* [Task details] Copy out the data from its first line through the line holding "[34,17,92,88]", inclusive, with every line unchanged.

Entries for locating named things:
>>>

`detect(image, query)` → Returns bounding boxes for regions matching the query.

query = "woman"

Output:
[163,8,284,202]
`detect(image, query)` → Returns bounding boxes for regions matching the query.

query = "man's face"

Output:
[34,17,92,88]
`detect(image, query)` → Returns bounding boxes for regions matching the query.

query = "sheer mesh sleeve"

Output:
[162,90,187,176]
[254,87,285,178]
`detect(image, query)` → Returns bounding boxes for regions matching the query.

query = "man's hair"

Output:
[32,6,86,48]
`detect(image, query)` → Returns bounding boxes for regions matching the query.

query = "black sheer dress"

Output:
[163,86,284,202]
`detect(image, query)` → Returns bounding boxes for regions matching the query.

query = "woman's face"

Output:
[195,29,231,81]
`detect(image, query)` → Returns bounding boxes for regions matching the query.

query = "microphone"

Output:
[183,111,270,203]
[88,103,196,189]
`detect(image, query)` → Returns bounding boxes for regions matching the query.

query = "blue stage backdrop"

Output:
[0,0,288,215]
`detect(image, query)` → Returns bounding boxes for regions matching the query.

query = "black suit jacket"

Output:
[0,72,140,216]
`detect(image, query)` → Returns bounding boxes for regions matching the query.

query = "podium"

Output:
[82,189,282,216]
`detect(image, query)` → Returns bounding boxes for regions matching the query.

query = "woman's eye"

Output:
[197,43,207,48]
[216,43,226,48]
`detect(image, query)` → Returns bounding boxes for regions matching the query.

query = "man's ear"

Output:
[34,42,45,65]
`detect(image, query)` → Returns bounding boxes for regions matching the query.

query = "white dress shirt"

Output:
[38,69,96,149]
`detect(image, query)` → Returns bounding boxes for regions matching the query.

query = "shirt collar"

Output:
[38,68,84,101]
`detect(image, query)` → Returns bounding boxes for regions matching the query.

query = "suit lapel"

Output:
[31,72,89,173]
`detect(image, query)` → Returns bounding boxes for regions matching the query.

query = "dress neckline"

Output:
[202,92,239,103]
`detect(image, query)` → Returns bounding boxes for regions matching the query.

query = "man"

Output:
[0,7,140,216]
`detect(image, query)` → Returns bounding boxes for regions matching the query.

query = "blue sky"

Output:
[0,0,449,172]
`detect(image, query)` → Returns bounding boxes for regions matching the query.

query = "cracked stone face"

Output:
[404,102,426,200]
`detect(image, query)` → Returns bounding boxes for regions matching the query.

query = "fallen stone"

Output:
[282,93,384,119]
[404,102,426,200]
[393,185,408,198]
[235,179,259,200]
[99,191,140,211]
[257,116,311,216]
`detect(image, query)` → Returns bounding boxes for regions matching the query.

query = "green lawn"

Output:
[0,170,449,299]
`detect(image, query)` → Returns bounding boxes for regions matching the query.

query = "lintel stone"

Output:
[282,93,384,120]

<<<

* [Solution to this exercise]
`detect(image, query)` → Returns bounding boxes for regions matching the query.

query = "woman"

Output:
[163,8,284,202]
`detect(image, query)` → Returns bounding boxes for regions matching the query.

query = "man's face"

Output:
[34,17,92,88]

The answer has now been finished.